◆ **What to do**
Print the records below verbatim, reproducing every line of each one without alteration.

# START OF Material shown

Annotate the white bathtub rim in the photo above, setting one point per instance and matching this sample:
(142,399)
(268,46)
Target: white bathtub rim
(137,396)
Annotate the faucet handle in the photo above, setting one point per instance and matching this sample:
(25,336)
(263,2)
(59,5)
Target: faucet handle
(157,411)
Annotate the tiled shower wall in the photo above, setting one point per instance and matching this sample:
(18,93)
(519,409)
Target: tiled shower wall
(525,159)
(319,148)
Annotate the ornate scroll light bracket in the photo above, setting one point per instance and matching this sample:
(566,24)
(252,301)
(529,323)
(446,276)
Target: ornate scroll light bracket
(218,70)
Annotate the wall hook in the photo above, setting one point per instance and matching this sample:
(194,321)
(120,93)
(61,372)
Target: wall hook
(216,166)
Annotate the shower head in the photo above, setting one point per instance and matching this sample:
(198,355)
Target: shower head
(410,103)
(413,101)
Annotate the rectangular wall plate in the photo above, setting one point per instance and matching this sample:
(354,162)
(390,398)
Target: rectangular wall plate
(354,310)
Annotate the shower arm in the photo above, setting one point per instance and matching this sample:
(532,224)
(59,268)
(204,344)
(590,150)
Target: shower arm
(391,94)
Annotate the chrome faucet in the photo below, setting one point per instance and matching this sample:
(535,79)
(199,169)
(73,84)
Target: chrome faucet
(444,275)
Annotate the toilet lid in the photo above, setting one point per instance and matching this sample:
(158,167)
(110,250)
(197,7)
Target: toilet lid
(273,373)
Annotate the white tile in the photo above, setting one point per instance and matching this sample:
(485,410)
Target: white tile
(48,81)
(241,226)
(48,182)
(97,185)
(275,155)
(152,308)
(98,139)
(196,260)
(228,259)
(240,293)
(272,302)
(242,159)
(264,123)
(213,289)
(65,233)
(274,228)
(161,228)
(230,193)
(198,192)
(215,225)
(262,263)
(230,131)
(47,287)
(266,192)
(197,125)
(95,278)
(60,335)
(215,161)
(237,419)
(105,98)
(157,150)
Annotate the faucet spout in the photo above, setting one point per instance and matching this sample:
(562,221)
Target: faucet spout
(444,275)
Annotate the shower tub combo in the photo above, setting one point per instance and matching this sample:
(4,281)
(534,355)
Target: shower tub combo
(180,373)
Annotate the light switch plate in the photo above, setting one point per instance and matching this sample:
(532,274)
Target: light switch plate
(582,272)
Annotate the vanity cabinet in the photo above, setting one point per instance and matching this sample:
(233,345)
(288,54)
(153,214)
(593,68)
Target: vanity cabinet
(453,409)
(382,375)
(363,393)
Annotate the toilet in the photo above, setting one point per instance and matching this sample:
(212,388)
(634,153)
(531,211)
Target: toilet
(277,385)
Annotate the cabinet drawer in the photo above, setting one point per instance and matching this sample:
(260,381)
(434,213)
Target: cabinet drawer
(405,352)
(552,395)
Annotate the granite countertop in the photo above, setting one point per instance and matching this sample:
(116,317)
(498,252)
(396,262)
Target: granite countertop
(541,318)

# END OF Material shown

◆ **Expected answer**
Annotate the white bathtub rim in the photo above, setting one point per instance and matching this sample:
(142,399)
(268,46)
Target: white bathtub rim
(137,396)
Annotate the faucet handle in the photo above, setting one point per instance and matching this sample:
(25,336)
(263,2)
(59,5)
Target: faucet handle
(157,411)
Annotate the tiled shower wall in the photo above, setting one point per instance and matching this sample:
(18,93)
(519,409)
Target: tiled shower wall
(525,159)
(319,148)
Annotate the ornate scroll light bracket in the photo above, setting one point per instance and matching this sample:
(566,24)
(252,301)
(529,323)
(446,276)
Target: ornate scroll light bracket
(218,70)
Annotate the wall hook in the photo above, setting one point per instance and matching this sample:
(194,321)
(120,93)
(61,372)
Target: wall hook
(216,166)
Annotate the shower head in the photo above, setting one point per instance and matching this sample:
(198,355)
Target: shower head
(410,103)
(413,101)
Annotate the rectangular wall plate in the photo above, setting one point per instance and matching this sample:
(354,162)
(390,398)
Target: rectangular wall plate
(354,310)
Annotate the shower arm in the photo above, setting one point per instance and matching this sample:
(532,224)
(59,268)
(204,344)
(590,150)
Target: shower arm
(391,94)
Annotate the chrome faucet in the photo below, setting one point per instance and matching this sample:
(535,79)
(199,169)
(73,84)
Target: chrome faucet
(444,275)
Annotate the toilet lid in the photo above, setting one point per instance and matching this sample:
(158,167)
(110,250)
(197,7)
Target: toilet lid
(273,373)
Annotate the white tile in the photo above, setting one point per instance and matching this sample:
(485,410)
Target: white tile
(48,81)
(241,226)
(48,182)
(97,185)
(275,155)
(152,308)
(98,139)
(196,260)
(228,259)
(240,293)
(272,302)
(242,159)
(264,123)
(213,289)
(65,233)
(274,228)
(161,228)
(230,193)
(198,192)
(215,225)
(262,263)
(230,131)
(47,287)
(266,192)
(197,125)
(95,278)
(60,335)
(215,161)
(237,419)
(105,98)
(157,150)
Annotate the faucet spout in the photo above, setting one point per instance and matching this sample:
(562,221)
Target: faucet spout
(444,275)
Annotate the shower tub combo in the photo above, setting one point per instance and matching this sample:
(4,281)
(534,355)
Target: shower tub combo
(180,373)
Annotate the light switch plate in the photo above, setting one point per instance and matching this sample:
(532,274)
Target: light switch plate
(582,272)
Annotate the vanity cabinet in the photo above, setting one point per instance and matching this sample:
(233,345)
(288,54)
(153,214)
(593,68)
Target: vanity cabinet
(453,409)
(382,375)
(363,393)
Annotate the toilet in the photo above, setting one point per instance and matching this sample:
(212,388)
(634,153)
(531,211)
Target: toilet
(277,385)
Annotate the cabinet drawer in the photo above, setting one point per instance and matching this sample:
(260,381)
(434,213)
Target: cabinet drawer
(405,352)
(552,395)
Annotate the granite countertop in the photo above, setting one point per instance and matching this sample:
(116,317)
(498,252)
(396,262)
Target: granite countertop
(541,318)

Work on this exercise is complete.